• TASKS AND EXERCISES
(a) Please retype the section of the query tuning post from "Stats updates: Once" to "data, or both.".
(b) Summarize the query tuning post in two sentences.

• EXCERPT PROVIDED

--- Start ---

Of Walls And Clocks
No one ever says a broken record is right twice a day, perhaps because DJs are far more replaceable than clock makers.
I say that only to acknowledge that I may sound like a broken record when I say that when you’re tuning a query, it’s quite important to compare wall clock time and duration. Things you should note:
- If CPU and duration were about equal in a serial plan, that’s normal
- If CPU is much higher than duration in a parallel plan, that’s normal
- If duration and CPU are about equal in a parallel plan, you’ve got yourself a situation
- If duration is much higher than CPU in any plan, something else held your query up
In this post, I’m going to outline a non-exhaustive list of reasons why that last bullet point just might be.
Big Data: One common reason you may run into is that you’re returning a large result set, either locally to SSMS, or to an app server that is either overloaded or underpowered. It’s also possible that something is happening on the application side that’s slowing things down. In these cases, you’ll usually see a lot of ASYNC_NETWORK_IO waits. To better test the speed of the actual query, you can dump the results into a #temp table.
Blocking: Another quite common issue is that the query you’re running is getting blocked. Before you go reaching for that NOLOCK hint, make sure you know what it does. Blocking is each to check on with sp_WhoIsActive. If you see your query waiting on waits that start with LCK_ Some common ones are LCK_M_SCH_S, LCK_M_SCH_M, LCK_M_S, LCK_M_U, LCK_M_X, LCK_M_IS, LCK_M_IU, LCK_M_IX. While your query is being blocked, it’s just gonna rack up wall clock time, while using zero CPU.
Stats updates: Once in a while I’ll run into a query that runs slowly the first time and fast the second time because behind the scenes the query had to wait on stats to update. It’s a bit hard to figure out unless you’re on SQL Server 2019, but it can totally make your query look like you sat around doing nothing for a chunk of time, especially if you’re waiting on large tables, or a bunch of smaller updates.
Reading from disk: If the tables or indexes you’re reading are bigger than your buffer pool, your queries are gonna eat it going to disk to read data in. If this is your limitation, you’ll see a lot of PAGIOLATCH_SH or PAGEIOLATCH_EX waits, depending on if your query is reading data, writing data, or both.
Waiting for a worker thread: When your queries can’t get a worker thread to run on, they end up waiting on THREADPOOL. While some waits on it are to be expected, you don’t want queries to wait long periods of time on this. It’s a serious sign your server is jammed way up.

--- End ---

• EXTRACTED DATA
--- Start ---

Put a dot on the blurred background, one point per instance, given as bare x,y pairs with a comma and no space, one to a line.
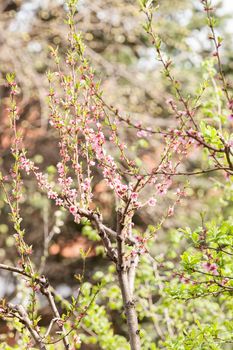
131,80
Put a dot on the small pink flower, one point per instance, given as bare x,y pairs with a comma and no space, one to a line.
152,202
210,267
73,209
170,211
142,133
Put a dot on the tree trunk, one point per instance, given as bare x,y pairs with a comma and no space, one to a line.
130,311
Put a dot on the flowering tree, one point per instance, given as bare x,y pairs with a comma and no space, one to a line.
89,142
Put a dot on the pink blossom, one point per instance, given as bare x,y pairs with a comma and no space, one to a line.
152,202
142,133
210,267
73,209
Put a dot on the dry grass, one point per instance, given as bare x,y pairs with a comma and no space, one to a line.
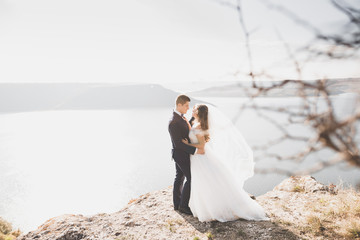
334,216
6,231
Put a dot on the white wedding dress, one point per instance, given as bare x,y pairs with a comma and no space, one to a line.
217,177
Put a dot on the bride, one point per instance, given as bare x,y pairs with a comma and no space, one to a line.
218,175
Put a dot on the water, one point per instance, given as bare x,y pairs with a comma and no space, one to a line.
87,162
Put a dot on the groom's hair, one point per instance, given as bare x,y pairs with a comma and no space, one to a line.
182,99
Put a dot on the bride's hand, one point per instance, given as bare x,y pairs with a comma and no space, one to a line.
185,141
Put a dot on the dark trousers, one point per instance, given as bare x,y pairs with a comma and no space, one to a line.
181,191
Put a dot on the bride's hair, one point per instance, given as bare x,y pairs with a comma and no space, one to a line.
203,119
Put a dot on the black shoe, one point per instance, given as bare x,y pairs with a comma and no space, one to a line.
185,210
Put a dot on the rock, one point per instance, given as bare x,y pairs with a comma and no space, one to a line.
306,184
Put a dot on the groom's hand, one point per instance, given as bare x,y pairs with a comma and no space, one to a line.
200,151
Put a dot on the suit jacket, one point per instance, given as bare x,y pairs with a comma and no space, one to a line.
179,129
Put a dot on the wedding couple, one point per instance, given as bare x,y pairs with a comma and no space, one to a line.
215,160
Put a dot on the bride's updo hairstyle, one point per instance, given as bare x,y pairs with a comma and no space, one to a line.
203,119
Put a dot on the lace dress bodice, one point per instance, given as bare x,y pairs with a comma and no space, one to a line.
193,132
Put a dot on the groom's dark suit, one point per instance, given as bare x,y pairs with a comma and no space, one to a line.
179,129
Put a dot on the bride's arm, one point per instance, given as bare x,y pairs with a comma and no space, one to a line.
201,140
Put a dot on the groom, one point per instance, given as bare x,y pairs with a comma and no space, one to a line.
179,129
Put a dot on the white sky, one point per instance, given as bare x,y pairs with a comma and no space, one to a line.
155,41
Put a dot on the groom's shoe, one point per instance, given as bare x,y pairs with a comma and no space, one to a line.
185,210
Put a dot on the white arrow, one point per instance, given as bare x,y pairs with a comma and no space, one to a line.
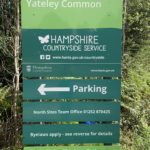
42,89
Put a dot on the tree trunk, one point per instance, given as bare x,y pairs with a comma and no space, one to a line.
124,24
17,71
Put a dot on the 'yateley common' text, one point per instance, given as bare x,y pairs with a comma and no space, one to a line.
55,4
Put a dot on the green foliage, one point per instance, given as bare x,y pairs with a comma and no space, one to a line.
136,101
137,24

--- End ---
--- Start ---

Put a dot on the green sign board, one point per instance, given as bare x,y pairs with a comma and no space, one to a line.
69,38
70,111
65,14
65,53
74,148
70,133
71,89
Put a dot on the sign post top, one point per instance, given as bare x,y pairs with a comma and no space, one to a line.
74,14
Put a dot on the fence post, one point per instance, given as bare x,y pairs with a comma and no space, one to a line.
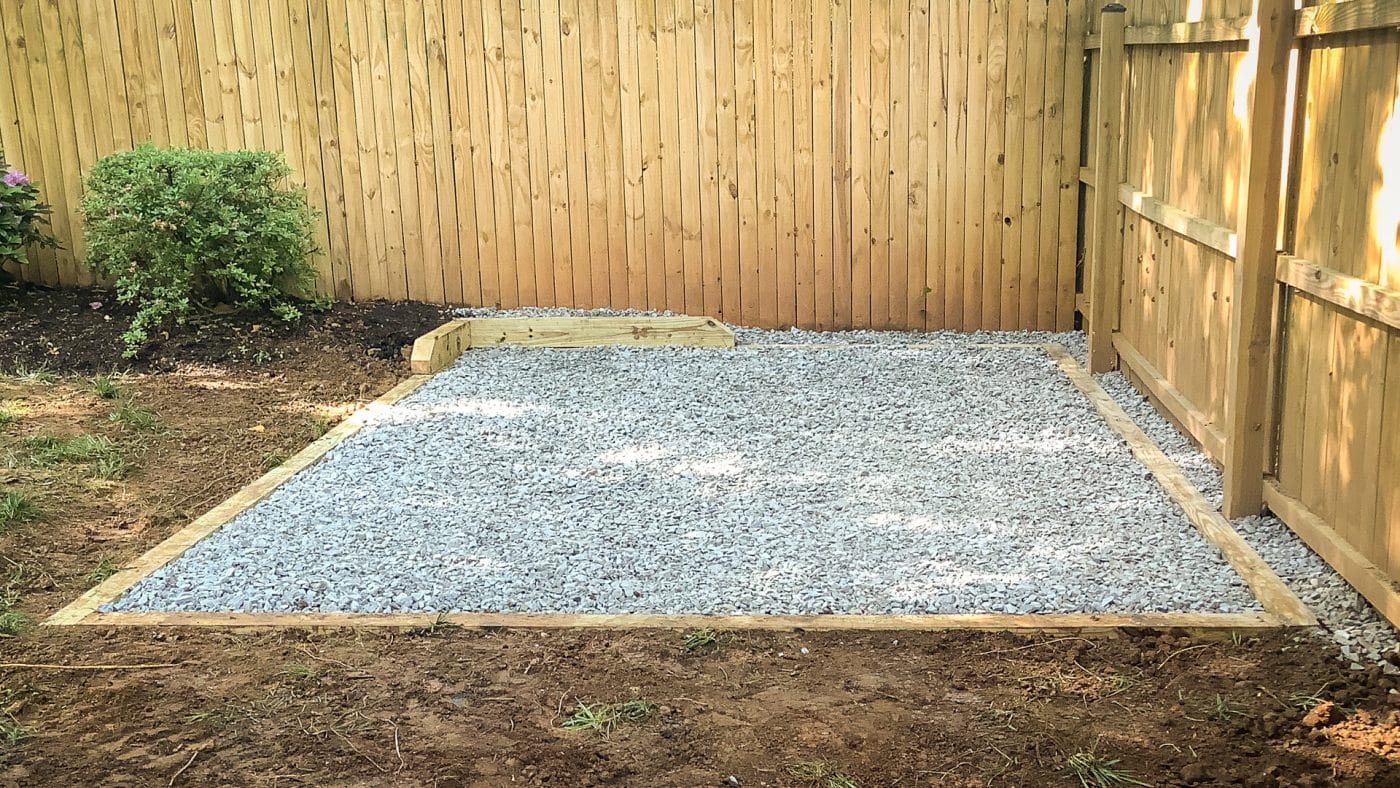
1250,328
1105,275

--- End ---
--- Start ---

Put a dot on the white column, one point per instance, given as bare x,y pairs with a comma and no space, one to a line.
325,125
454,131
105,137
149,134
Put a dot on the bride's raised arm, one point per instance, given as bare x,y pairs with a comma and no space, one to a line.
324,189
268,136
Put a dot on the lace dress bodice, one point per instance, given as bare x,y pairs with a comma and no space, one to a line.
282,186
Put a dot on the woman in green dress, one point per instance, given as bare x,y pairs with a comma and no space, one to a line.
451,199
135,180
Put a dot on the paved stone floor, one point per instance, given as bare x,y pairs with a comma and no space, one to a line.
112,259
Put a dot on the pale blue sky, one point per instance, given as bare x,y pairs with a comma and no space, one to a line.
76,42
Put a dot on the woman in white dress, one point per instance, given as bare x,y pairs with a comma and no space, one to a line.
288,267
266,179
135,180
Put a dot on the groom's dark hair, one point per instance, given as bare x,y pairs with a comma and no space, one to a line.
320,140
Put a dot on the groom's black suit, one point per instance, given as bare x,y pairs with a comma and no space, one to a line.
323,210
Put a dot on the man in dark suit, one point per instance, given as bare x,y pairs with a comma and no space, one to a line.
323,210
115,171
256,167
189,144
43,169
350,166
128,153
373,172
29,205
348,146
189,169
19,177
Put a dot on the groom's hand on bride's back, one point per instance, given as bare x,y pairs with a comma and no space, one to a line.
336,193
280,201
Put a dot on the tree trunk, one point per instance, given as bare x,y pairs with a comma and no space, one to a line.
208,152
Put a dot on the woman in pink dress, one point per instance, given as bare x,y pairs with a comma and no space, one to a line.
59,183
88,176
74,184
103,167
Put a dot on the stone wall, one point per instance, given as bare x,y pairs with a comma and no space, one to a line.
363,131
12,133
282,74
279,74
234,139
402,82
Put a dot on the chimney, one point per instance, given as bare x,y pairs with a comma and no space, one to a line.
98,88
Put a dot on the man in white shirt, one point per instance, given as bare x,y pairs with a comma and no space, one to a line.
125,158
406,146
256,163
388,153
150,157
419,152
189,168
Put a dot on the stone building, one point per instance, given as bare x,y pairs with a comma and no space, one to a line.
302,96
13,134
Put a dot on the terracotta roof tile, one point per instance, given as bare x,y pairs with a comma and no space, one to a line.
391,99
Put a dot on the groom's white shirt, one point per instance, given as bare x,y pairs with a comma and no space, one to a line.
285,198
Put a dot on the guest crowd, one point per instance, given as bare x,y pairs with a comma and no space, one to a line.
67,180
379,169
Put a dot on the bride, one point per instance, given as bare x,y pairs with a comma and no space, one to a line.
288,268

--- End ---

• ANSWERS GIVEN
(a)
Stats updates: Once in a while I’ll run into a query that runs slowly the first time and fast the second time because behind the scenes the query had to wait on stats to update. It’s a bit hard to figure out unless you’re on SQL Server 2019, but it can totally make your query look like you sat around doing nothing for a chunk of time, especially if you’re waiting on large tables, or a bunch of smaller updates.
Reading from disk: If the tables or indexes you’re reading are bigger than your buffer pool, your queries are gonna eat it going to disk to read data in. If this is your limitation, you’ll see a lot of PAGIOLATCH_SH or PAGEIOLATCH_EX waits, depending on if your query is reading data, writing data, or both.

(b) When tuning a query, the post recommends comparing duration with CPU time, since a duration much higher than CPU in any plan means something else held the query up. It lists several possible reasons: returning a large result set, blocking, waiting on statistics updates, reading from disk when tables or indexes exceed the buffer pool, and waiting for a worker thread.